File-Based Digital Assets (FBDA)
Learn how FBDAs Change Tokenization
Note: When specialized to just represent banknotes, File-Based Digital Assets (FBDAs) may also be called File-Based Digital Banknotes (FBDBs). FBDAs can take the form of, but are not limited to, digital banknotes/cash, treasury securities, repurchase agreements, central bank digital currencies (CBDCs) and other cash analogues.
A File for the Future of Money
The building block of the Knox Network system is the File-Based Digital Asset, which is moved through the system and between stakeholders via the Interbank Platform run by Knox Networks. The FBDA provides the same benefits of physical banknotes with the added benefits of a digital-first technology. FBDA are authorized into circulation as direct obligations against a particular Authority (such as central banks), and distributed into circulation by Authorized Intermediaries (such as commercial banks).
Diagram of a Sample $100.00 note FBDA with block depth N.
Note: Maximum FBDA Size: ~6kb to keep FBDAs small. Default signature system is Ed25519, but is configurable.
As shown in the figure above, each banknote comes with a number of properties inherent to the FBDA itself, including (but not limited to) its cryptographic hash, amount and currency (e.g., US $100.00), and addresses for the Distributor and the Authority for that particular FBDA. The linked list grows from “size 1” to “size n” with each individual transaction adding a block to the chain.
How FBDAs Work
Rather than a distributed ledger-based system across the entire network , every FBDA builds its own individual linked hash-chain list, with the chain growing with each transaction (default max list size is 60 transactions, but this is configurable). The block depth of each FBDA grows as transfers occur through a two-part signature process.
Every FBDA in a transaction can be considered independent from one another, which allows for transactions themselves to be independent. This independence of FBDAs and transactions allows for concurrent processing of transactions via sharding techniques, and enables the Knox Networks system to horizontally scale transaction validation within the system. This independence does not require a dependency of analyzing past payments (such as the case for UTXO models) nor of distributed consensus to authorize payments or assert the validity of a given FBDA. Since the integrity of the FBDA starts with the initial blocks signed by trusted entities (the Authority and the Authorized Intermediaries), any attempts to tamper with the FBDA are easily detectable. Also, an attempted compromise on an FBDA only renders that tampered individual the FBDA untranslatable, and not the entire network.
======
__TASK LIST__
A - According to the file-based digital assets text, what is the default maximum size of an FBDA's linked list?
B - Please rewrite the file-based digital assets text between "Diagram of a" and "to the chain.", inclusive, with "cryptographic hash" changed to "digital fingerprint".

__PROVIDED DATA__
======
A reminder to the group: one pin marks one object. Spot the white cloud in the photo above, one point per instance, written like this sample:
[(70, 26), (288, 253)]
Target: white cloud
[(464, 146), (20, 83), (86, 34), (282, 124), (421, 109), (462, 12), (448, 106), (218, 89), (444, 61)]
======
__OUTPUTS IN ORDER__
A - 60 transactions

B -
Diagram of a Sample $100.00 note FBDA with block depth N.
Note: Maximum FBDA Size: ~6kb to keep FBDAs small. Default signature system is Ed25519, but is configurable.
As shown in the figure above, each banknote comes with a number of properties inherent to the FBDA itself, including (but not limited to) its digital fingerprint, amount and currency (e.g., US $100.00), and addresses for the Distributor and the Authority for that particular FBDA. The linked list grows from “size 1” to “size n” with each individual transaction adding a block to the chain.